--- Excerpt provided ---

Parameterizing SQL queries#

Changed in version 0.7: JupySQL uses Jinja templates for enabling SQL query parametrization. Queries are parametrized with {{variable}}.

Note

The legacy formats of parametrization, namely {variable}, and $variable from ipython-sql have been deprecated. :variable is turned off by default but can be enabled with %config SqlMagic.named_parameters (requires jupysql>=0.9).

Parametrization via {{variable}}#

JupySQL supports variable expansion in the form of {{variable}}. This allows the user to write a query with placeholders that can be replaced by variables dynamically.

The benefits of using parametrized SQL queries are:

  • They can be reused with different values and for different purposes.

  • Such queries can be prepared ahead of time and reused without having to create distinct SQL queries for each scenario.

  • Parametrized queries can be used with dynamic data also.

Let’s load some data and connect to the in-memory DuckDB instance:

%load_ext sql
%sql duckdb://
%config SqlMagic.displaylimit = 3
from pathlib import Path
from urllib.request import urlretrieve

if not Path("penguins.csv").is_file():
    urlretrieve(
        "https://raw.githubusercontent.com/mwaskom/seaborn-data/master/penguins.csv",
        "penguins.csv",
    )

The simplest use case is to use a variable to determine which data to filter:

Data filtering#

sex = "MALE"
%%sql
SELECT *
FROM penguins.csv
WHERE  sex = '{{sex}}'
Running query in 'duckdb://'
species island bill_length_mm bill_depth_mm flipper_length_mm body_mass_g sex
Adelie Torgersen 39.1 18.7 181 3750 MALE
Adelie Torgersen 39.3 20.6 190 3650 MALE
Adelie Torgersen 39.2 19.6 195 4675 MALE
ResultSet : to convert to pandas, call .DataFrame() or to polars, call .PolarsDataFrame()
Truncated to displaylimit of 3
If you want to see more, please visit displaylimit configuration

Note that we have to add quotes around {{sex}}, since the literal is replaced.

---

→ What you will do
1. Render this sentence from the JupySQL page on parameterizing queries in Spanish: "This allows the user to write a query with placeholders that can be replaced by variables dynamically."
2. Extend the JupySQL page on parameterizing SQL queries, starting right after its final sentence.

--- Provided data ---

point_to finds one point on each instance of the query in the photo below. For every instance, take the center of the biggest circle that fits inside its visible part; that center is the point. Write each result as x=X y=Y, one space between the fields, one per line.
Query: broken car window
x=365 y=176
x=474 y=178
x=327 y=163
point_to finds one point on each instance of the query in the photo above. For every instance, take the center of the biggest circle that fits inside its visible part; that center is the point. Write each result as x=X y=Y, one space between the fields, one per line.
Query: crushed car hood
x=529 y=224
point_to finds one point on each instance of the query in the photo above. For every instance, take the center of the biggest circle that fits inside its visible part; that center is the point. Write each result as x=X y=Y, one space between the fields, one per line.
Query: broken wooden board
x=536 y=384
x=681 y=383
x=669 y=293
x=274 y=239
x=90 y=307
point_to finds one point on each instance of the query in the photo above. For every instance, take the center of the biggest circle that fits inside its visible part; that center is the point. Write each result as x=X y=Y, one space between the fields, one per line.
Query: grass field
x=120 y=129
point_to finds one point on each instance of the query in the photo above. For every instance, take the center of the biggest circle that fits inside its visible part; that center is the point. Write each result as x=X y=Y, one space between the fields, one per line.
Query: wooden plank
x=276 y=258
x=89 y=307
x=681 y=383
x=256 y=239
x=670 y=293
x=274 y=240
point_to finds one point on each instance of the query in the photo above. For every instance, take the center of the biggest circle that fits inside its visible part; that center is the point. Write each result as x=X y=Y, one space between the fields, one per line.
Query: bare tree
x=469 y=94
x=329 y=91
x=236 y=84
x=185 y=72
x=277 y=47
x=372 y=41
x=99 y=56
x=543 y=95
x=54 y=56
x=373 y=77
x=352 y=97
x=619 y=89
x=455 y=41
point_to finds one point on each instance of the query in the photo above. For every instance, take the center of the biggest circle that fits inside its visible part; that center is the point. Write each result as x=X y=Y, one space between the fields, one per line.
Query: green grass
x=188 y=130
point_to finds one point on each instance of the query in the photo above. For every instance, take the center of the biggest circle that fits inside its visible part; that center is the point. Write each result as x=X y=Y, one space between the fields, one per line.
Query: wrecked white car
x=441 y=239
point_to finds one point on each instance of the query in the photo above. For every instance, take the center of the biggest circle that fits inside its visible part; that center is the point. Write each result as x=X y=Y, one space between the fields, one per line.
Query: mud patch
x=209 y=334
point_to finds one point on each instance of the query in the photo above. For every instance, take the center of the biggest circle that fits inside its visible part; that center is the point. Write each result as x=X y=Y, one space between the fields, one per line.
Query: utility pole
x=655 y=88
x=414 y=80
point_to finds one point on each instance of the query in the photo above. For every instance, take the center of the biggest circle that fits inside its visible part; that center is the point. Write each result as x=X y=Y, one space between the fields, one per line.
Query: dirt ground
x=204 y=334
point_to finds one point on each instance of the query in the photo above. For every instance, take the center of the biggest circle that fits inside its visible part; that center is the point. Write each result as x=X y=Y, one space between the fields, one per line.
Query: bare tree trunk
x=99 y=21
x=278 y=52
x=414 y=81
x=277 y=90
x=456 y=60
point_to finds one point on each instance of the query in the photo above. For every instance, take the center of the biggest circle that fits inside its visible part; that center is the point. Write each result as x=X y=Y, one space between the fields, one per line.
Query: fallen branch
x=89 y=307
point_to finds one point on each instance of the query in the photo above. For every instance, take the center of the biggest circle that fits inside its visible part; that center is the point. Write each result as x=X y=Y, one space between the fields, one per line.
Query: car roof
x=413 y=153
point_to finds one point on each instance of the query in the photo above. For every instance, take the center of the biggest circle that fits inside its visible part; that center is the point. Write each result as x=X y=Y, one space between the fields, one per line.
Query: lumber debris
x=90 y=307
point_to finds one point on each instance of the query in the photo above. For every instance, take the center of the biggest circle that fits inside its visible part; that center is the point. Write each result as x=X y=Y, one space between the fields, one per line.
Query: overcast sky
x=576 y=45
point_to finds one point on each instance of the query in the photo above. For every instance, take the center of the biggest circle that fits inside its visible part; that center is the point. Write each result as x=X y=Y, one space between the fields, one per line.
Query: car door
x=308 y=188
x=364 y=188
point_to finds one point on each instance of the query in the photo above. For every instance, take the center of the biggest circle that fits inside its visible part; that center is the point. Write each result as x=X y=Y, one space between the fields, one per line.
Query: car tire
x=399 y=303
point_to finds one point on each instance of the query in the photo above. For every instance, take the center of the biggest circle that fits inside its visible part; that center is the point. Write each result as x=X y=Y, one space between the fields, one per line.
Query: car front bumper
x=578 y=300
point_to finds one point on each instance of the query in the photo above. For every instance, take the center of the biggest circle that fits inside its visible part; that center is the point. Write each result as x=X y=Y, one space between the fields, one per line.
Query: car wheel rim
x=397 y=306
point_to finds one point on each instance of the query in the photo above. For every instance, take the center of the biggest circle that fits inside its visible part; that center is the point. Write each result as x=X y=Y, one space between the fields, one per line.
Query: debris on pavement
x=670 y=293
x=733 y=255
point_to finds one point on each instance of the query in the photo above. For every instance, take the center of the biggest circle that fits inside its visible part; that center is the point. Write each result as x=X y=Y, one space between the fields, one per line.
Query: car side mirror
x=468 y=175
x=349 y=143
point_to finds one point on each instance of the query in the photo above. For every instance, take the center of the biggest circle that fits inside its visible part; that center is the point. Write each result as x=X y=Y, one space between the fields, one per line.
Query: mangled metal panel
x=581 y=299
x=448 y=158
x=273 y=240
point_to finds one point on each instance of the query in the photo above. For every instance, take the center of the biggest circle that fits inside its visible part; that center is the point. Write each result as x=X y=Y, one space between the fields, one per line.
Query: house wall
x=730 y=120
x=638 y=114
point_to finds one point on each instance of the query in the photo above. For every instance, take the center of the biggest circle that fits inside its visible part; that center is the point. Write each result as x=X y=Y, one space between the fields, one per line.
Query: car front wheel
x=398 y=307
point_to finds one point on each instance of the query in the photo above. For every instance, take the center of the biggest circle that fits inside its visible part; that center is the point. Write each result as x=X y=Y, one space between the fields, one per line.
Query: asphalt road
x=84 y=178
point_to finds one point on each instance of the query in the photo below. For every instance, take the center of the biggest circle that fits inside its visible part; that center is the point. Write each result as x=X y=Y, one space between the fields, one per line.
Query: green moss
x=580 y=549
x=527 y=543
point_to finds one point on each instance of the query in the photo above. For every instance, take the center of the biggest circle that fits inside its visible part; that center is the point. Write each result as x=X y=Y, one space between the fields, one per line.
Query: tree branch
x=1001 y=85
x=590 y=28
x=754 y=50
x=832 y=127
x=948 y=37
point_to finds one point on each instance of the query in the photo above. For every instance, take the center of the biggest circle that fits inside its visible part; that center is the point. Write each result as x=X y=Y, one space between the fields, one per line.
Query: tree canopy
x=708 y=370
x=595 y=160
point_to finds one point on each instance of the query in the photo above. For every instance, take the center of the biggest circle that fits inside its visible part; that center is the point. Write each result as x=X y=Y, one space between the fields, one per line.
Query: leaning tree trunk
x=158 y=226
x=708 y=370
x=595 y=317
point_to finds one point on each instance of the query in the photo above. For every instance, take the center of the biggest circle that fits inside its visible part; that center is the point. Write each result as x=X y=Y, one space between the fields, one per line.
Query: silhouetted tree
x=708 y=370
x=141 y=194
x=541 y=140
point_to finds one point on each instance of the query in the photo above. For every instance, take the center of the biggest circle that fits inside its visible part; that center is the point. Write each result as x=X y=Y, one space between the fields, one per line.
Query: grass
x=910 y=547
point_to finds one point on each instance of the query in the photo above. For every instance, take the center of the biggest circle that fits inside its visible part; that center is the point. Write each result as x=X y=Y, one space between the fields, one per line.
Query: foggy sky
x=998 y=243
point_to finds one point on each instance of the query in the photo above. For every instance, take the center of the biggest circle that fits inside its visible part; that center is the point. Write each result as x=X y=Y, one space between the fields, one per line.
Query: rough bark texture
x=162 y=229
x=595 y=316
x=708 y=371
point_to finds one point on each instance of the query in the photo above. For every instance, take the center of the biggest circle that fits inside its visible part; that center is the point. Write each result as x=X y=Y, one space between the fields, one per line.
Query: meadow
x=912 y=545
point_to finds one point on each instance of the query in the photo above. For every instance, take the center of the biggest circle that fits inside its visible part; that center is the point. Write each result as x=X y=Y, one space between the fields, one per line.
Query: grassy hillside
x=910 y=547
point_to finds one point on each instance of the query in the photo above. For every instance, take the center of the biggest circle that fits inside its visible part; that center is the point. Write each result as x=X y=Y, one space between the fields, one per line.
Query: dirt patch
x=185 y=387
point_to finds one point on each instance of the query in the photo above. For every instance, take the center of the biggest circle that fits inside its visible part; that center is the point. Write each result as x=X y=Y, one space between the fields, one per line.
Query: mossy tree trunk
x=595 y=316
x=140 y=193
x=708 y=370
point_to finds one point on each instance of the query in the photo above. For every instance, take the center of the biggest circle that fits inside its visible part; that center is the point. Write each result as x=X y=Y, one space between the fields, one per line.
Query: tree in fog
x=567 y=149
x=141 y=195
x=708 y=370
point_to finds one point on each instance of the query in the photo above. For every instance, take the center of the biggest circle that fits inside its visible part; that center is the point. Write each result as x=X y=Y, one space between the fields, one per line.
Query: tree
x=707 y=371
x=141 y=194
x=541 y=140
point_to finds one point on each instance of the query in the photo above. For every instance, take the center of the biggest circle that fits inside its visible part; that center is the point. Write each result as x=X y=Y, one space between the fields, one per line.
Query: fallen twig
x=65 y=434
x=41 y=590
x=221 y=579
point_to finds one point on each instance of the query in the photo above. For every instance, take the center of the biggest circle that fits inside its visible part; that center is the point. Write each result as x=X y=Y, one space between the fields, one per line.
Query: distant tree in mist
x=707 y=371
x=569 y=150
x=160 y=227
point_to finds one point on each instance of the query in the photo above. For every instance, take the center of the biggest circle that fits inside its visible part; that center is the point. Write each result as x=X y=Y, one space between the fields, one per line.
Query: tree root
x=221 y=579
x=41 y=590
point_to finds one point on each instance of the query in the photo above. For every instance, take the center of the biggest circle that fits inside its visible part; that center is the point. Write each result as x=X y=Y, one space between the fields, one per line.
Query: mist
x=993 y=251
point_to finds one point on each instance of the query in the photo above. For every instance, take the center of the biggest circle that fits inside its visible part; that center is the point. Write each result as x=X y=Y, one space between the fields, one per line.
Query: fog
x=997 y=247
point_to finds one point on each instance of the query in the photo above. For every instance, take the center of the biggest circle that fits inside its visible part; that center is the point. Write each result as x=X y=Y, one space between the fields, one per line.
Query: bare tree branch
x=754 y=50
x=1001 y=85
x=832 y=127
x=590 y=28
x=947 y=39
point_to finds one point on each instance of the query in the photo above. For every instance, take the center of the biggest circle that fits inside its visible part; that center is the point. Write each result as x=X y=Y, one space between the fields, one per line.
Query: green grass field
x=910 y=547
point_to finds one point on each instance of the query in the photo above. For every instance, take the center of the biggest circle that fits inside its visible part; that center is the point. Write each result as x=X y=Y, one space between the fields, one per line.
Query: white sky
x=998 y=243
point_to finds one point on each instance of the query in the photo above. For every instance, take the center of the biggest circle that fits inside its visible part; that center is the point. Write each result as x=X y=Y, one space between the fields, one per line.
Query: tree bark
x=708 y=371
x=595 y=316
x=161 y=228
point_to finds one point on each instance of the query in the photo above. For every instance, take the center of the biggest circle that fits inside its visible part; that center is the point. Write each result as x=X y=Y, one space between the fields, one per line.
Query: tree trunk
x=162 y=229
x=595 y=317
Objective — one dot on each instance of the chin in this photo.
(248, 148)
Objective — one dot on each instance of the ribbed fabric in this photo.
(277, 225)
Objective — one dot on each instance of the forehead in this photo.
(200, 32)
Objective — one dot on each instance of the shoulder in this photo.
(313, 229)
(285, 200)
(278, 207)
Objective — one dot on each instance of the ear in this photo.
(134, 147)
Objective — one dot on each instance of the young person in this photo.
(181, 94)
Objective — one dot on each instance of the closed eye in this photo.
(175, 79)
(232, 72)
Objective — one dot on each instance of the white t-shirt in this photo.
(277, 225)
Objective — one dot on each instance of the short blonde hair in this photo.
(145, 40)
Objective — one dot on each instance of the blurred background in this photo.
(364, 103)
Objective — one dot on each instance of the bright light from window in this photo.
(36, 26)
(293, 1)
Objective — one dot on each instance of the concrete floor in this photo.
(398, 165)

---

→ Task-by-task results
1. Esto permite al usuario escribir una consulta con marcadores de posición que pueden reemplazarse dinámicamente por variables.

2.
{{variable}} parameters are not limited to WHERE clauses, you can use them anywhere:

dynamic_limit = 5
dynamic_column = "island, sex"
%sql SELECT {{dynamic_column}} FROM penguins.csv LIMIT {{dynamic_limit}}
Running query in 'duckdb://'
island sex
Torgersen MALE
Torgersen FEMALE
Torgersen FEMALE
ResultSet : to convert to pandas, call .DataFrame() or to polars, call .PolarsDataFrame()
Truncated to displaylimit of 3
If you want to see more, please visit displaylimit configuration

SQL generation#

Note

We use jinja to parametrize queries, to learn more about the syntax, check our their docs.

Since there are no restrictions on where you can use {{variable}} you can use it to dynamically generate SQL if you also use advanced control structures.

Let’s look at generating SQL queries using a {% for %} loop. First, we’ll create a set of unique sex values. This is required since the dataset contains samples for which sex couldn’t be determined (null).

sex = ("MALE", "FEMALE")

Then, we’ll set a list of islands of interest, and for each island calculate the average body_mass_g of all penguins belonging to that island.

%%sql --save avg_body_mass
{% set islands = ["Torgersen", "Biscoe", "Dream"] %}
select
    sex,
    {% for island in islands %}
    avg(case when island = '{{island}}' then body_mass_g end) as {{island}}_body_mass_g,
    {% endfor %}
from penguins.csv
where sex in {{sex}}
group by sex 
Running query in 'duckdb://'
sex Torgersen_body_mass_g Biscoe_body_mass_g Dream_body_mass_g
MALE 4034.782608695652 5104.518072289156 3987.0967741935483
FEMALE 3395.8333333333335 4319.375 3446.311475409836
ResultSet : to convert to pandas, call .DataFrame() or to polars, call .PolarsDataFrame()

Here’s the final compiled query:

final = %sqlcmd snippets avg_body_mass
print(final)
select
    sex,
    
    avg(case when island = 'Torgersen' then body_mass_g end) as Torgersen_body_mass_g,
    
    avg(case when island = 'Biscoe' then body_mass_g end) as Biscoe_body_mass_g,
    
    avg(case when island = 'Dream' then body_mass_g end) as Dream_body_mass_g,
    
from penguins.csv
where sex in ('MALE', 'FEMALE')
group by sex

SQL generation with macros#

If {% for %} lops are not enough, you can modularize your code generation even more with macros.

macros is a construct analogous to functions that promote re-usability. We’ll first define a macro for converting a value from millimetre to centimetre. And then use this macro in the query using variable expansion.

%%sql --save convert
{% macro mm_to_cm(column_name, precision=2) %}
    ({{ column_name }} / 10)::numeric(16, {{ precision }})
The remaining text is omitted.